WRITTEN INSTRUCTION ▸
Restate the entries word for word, omitting nothing.

[Coordinate annotation records]

———

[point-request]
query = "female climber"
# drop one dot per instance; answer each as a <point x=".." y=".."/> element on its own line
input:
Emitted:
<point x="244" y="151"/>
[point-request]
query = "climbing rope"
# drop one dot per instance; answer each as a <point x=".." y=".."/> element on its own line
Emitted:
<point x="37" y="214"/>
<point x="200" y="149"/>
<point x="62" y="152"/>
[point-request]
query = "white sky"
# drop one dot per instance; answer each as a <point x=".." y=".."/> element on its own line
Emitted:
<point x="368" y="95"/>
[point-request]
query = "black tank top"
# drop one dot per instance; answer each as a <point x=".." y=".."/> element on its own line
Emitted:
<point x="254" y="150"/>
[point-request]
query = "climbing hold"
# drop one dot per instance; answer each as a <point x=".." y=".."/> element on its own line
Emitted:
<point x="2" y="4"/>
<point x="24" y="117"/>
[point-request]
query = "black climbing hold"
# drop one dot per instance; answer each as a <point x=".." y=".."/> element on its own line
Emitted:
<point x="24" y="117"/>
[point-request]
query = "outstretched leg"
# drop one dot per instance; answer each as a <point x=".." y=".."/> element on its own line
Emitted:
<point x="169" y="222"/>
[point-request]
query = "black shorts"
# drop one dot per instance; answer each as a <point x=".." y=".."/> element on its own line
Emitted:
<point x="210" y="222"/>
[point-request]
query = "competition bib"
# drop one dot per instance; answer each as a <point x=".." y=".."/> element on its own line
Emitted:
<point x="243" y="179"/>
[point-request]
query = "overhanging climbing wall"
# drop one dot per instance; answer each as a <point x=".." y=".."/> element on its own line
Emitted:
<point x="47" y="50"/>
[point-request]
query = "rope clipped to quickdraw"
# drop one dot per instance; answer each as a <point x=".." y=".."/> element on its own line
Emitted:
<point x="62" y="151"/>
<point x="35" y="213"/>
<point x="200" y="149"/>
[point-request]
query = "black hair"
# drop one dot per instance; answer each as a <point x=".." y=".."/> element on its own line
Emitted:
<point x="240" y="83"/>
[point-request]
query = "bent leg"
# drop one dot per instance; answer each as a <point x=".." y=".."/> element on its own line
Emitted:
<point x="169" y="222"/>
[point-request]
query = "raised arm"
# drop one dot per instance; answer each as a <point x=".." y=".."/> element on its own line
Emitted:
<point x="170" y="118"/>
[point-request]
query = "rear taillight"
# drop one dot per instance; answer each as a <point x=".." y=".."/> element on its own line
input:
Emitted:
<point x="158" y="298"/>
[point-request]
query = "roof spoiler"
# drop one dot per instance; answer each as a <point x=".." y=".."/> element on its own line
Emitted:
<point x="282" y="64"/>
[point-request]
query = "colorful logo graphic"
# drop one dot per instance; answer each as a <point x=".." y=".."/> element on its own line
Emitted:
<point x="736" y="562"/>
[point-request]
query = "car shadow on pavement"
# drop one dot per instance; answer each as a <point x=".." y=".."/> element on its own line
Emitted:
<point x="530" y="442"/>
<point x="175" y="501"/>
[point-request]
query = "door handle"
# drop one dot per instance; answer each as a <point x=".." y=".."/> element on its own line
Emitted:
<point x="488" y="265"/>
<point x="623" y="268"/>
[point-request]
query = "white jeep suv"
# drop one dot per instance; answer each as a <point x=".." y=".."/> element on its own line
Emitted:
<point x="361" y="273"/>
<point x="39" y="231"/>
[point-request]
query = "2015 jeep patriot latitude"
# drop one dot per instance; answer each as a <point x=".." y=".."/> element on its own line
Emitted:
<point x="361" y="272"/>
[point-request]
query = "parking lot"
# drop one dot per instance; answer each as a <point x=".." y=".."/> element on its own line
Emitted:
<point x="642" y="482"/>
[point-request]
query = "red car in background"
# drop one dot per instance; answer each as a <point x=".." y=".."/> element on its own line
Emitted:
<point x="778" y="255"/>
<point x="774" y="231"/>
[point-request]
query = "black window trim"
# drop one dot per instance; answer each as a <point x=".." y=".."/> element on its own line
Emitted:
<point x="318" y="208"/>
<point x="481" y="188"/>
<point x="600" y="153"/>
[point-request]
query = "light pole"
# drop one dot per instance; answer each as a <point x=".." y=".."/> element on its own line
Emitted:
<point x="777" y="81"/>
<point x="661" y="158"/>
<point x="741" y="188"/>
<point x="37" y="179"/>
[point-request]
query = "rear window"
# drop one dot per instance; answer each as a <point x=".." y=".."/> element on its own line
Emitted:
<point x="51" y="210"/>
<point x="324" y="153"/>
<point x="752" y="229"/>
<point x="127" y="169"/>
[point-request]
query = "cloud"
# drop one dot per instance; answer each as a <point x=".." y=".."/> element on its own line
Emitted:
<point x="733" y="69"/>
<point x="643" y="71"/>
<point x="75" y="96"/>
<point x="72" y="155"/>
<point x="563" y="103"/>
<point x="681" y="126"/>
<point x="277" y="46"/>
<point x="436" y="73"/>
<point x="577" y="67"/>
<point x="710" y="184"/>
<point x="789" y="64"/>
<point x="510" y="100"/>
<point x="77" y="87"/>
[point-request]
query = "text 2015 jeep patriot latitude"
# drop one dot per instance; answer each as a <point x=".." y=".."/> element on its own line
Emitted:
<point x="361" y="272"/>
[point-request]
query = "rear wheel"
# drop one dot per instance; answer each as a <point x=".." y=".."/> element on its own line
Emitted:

———

ANSWER ▸
[point-request]
query = "female climber"
# drop one dot per instance; answer each as a <point x=".." y=".."/> element on its own line
input:
Emitted:
<point x="244" y="151"/>
[point-request]
query = "climbing rope"
# drop one dot per instance; answer each as a <point x=".." y=".."/> element on its own line
Emitted:
<point x="37" y="214"/>
<point x="200" y="149"/>
<point x="62" y="152"/>
[point-request]
query = "white sky"
# drop one dot per instance; answer each as a <point x=".." y=".."/> element on its own line
Emitted:
<point x="368" y="95"/>
[point-request]
query = "black tank top"
# drop one dot per instance; answer each as a <point x=".." y=".."/> element on its own line
Emitted:
<point x="254" y="150"/>
[point-request]
query = "climbing hold"
# drop one dot per instance; answer each as a <point x=".." y=".."/> element on its own line
Emitted:
<point x="2" y="4"/>
<point x="24" y="117"/>
[point-request]
query = "black climbing hold"
# drop one dot per instance; answer each as a <point x=".." y=".."/> element on its own line
Emitted:
<point x="24" y="117"/>
[point-request]
query = "outstretched leg"
# drop one dot per instance; answer each as a <point x=".." y=".."/> element on its own line
Emitted:
<point x="169" y="222"/>
[point-request]
query = "black shorts"
# drop one dot per instance; answer each as a <point x=".." y=".."/> element on its own line
Emitted:
<point x="210" y="222"/>
[point-request]
query = "competition bib"
# drop one dot per instance; answer each as a <point x=".." y=".."/> element on its own line
Emitted:
<point x="243" y="179"/>
[point-request]
query = "overhanging climbing wall"
# drop one dot per instance; answer each as a <point x=".." y=".."/> element on its own line
Emitted:
<point x="47" y="50"/>
[point-request]
query = "rope clipped to quickdraw"
# drop one dot per instance; answer each as a <point x=".." y=".."/> element on its own line
Emitted:
<point x="62" y="151"/>
<point x="35" y="213"/>
<point x="200" y="149"/>
[point-request]
query = "black hair"
# drop one dot per instance; answer each as a <point x=".." y=".."/> element on its own line
Emitted:
<point x="240" y="83"/>
[point-request]
query = "bent leg"
# drop one dot per instance; answer each as a <point x=".." y=".."/> element on its own line
Emitted:
<point x="169" y="222"/>
[point-request]
query = "raised arm"
# drop one dot per instance; answer each as a <point x=".." y=".."/> element on its own line
Emitted:
<point x="170" y="118"/>
[point-request]
query = "rear taillight"
# drop one dot per instance; answer each as a <point x=".." y=".."/> element on its own line
input:
Emitted:
<point x="158" y="298"/>
[point-request]
query = "roof spoiler"
# drop one dot per instance; answer each as a <point x=".." y=".."/> element on its own line
Emitted:
<point x="282" y="64"/>
[point-request]
query = "colorful logo graphic"
# drop one dot per instance; answer each as a <point x=".." y=".."/> element on its own line
Emitted:
<point x="736" y="562"/>
[point-request]
query = "car shadow on pavement"
# drop one dot per instance; answer each as a <point x=".." y=".."/> element on its own line
Emitted:
<point x="530" y="442"/>
<point x="175" y="501"/>
[point-request]
query = "door handle"
# drop one dot per instance; answer each as a <point x=".." y=".."/> element on its own line
Emitted:
<point x="488" y="265"/>
<point x="623" y="268"/>
[point-request]
query = "white jeep suv"
# drop one dot per instance; answer each as a <point x=".." y=".."/> element on its own line
Emitted:
<point x="361" y="273"/>
<point x="39" y="231"/>
[point-request]
query = "2015 jeep patriot latitude"
# drop one dot per instance; answer each as a <point x=".." y=".."/> element on its own line
Emitted:
<point x="361" y="272"/>
[point-request]
query = "parking lot"
# drop one dot per instance; answer each as a <point x=".." y=".."/> element on its own line
Emitted:
<point x="642" y="482"/>
[point-request]
query = "red car in background"
# drop one dot per instance; answer each as a <point x=".." y=".."/> element on its own line
Emitted:
<point x="778" y="255"/>
<point x="774" y="231"/>
[point-request]
query = "black window trim"
# drop one dot per instance; answer each as a <point x=".." y=".."/> element on its own line
Emitted:
<point x="318" y="208"/>
<point x="481" y="188"/>
<point x="600" y="153"/>
[point-request]
query = "light pole"
# drop one dot per instance; answer each as a <point x=".." y=".."/> element on its own line
Emitted:
<point x="777" y="81"/>
<point x="661" y="158"/>
<point x="741" y="188"/>
<point x="37" y="179"/>
[point-request]
query = "rear window"
# drop one dot per instance; answer each as a <point x=".." y=".."/> element on its own line
Emitted:
<point x="51" y="210"/>
<point x="324" y="153"/>
<point x="752" y="229"/>
<point x="127" y="169"/>
[point-request]
query = "cloud"
# drop one dot per instance; answer each as a <point x=".." y=".."/> element on its own line
Emitted:
<point x="733" y="69"/>
<point x="643" y="71"/>
<point x="75" y="96"/>
<point x="72" y="155"/>
<point x="563" y="103"/>
<point x="681" y="126"/>
<point x="277" y="46"/>
<point x="436" y="73"/>
<point x="577" y="67"/>
<point x="710" y="184"/>
<point x="789" y="64"/>
<point x="510" y="100"/>
<point x="77" y="87"/>
[point-request]
query = "text 2015 jeep patriot latitude"
# drop one dot per instance; answer each as a <point x=".." y=".."/> element on its own line
Emitted:
<point x="361" y="272"/>
[point-request]
query = "rear wheel"
# drop one dot per instance; answer each as a <point x=".." y=".."/> element on its own line
Emitted:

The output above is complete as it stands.